PASSAGE SHOWN:
▼

European Alliance to Save Energy (EU-ASE) welcomes the opportunity to provide feedback to the European Commission’s publication of an inception impact assessment on the revision of the Industrial Emissions Directive (IED). 

While we believe the Directive has been responsible for solid progress against identified air and water pollutants, and the BREF process has contributed to identifying Best Available Techniques, in its current form the Directive is not able to contribute toward EU ambitions for climate neutrality. 

Based on this, EU-ASE would like to highlight the following recommendations to support the Commission in its ongoing work on the IED’s revision.

1. Broadening of the scope 

A change in scope is needed so that the IED becomes part of the EU’s arsenal for climate neutrality. The IED should not only look at industrial emissions from a qualitative perspective, instead it should go further and focus on use of resources in industrial manufacturing processes, circular economy and the reuse of resources in to order to have a real impact.

▲

SUPPLIED RECORDS:

▼

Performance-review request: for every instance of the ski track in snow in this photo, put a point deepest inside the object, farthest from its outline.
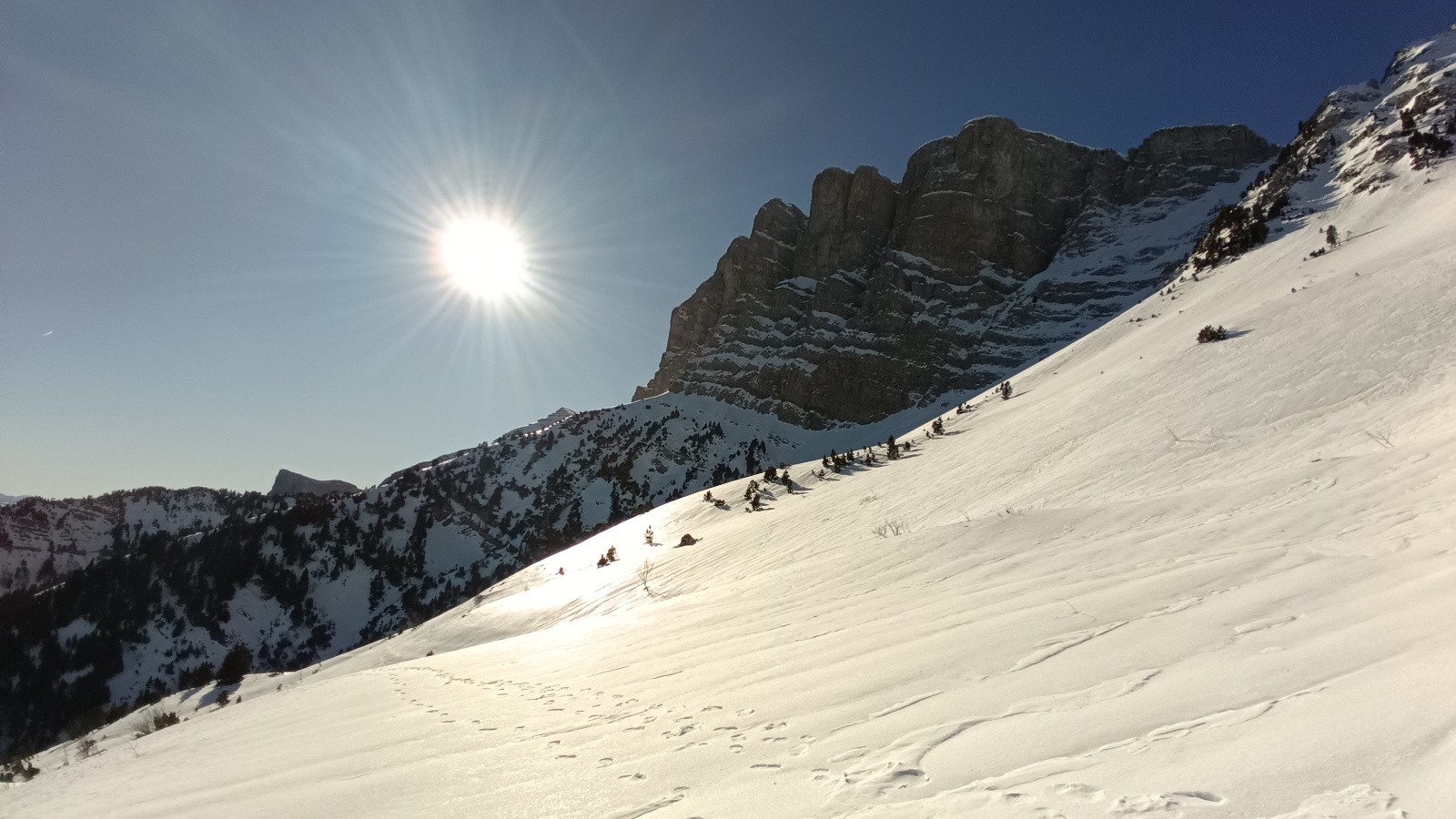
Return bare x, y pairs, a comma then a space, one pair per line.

▲
▼

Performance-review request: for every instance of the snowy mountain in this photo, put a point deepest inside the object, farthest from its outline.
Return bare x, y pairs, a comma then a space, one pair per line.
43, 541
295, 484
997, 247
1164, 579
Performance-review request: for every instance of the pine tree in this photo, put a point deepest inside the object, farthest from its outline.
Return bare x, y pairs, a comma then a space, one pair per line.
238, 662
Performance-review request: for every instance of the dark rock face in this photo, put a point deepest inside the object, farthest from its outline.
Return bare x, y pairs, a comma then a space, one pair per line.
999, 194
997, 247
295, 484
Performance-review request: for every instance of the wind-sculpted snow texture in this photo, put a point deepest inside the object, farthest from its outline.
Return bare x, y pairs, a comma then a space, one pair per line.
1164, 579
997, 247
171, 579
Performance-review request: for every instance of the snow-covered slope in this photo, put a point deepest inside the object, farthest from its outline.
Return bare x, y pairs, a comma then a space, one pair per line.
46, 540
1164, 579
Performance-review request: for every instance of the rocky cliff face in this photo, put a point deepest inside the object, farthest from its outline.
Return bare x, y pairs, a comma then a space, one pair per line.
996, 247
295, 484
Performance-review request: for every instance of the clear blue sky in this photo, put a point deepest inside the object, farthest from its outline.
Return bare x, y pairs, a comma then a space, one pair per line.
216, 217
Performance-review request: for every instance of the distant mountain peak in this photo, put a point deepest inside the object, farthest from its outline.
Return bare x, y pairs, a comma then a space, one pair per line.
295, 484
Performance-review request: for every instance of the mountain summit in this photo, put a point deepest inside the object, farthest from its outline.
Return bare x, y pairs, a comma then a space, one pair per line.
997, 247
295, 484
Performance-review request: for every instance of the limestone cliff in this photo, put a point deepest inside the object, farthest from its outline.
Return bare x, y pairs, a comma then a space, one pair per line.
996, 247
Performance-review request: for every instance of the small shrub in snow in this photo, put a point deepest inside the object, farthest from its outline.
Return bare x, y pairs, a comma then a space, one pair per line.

▲

TASKS:
1 > List every abbreviation that appears in the feedback on the Industrial Emissions Directive revision, giving each one once.
2 > Carry the feedback on the Industrial Emissions Directive revision forward from its last sentence.
The data have nothing to do with what is asked here.

ANSWERS PER TASK:
1 > EU-ASE, IED, BREF, EU

2 >
2. Making the Energy Efficiency BREF mandatory for all sectors 

There is a general consensus that the Energy Efficiency BREF has not been made a priority focus in the past and needs strengthening of the requirements to reduce energy losses. Its implementation needs to be made mandatory for all sectors, taking into account the Energy Efficiency First principle. 

3. Tackling water scarcity and efficiency needs by reducing water consumption 

The issue of water scarcity and efficiency needs to be tackled before it becomes a larger, more critical issue for industry. In Europe, more than 50% of fresh water abstraction is for industrial purposes. While we welcome the inclusion of water reuse in the existing BREFs, the reduction of water consumption has clearly not been a key environmental issue addressed by the BREF technical committees as only 20 BAT conclusions (out of 850 in total) have included water usage reductions or increasing water reuse. 

4. Focusing on the energy-water nexus 

We believe that the IED should give greater priority to water consumption with a focus on reuse under circular economy principles. This should include a focus on water and heat in industrial processes (the “energy-water nexus”) where water efficiency leads to energy savings and emissions reductions.

5. New policy objectives 

We would like to see water efficiency and water reuse in industrial processes, waste water minimisation, and the digitisation of water management in industry become policy objectives of the IED. 

6. Horizontal BREF on water efficiency and reuse 

The Commission could consider developing a horizontal BREF on water efficiency and reuse to mainstream these practices across European industries.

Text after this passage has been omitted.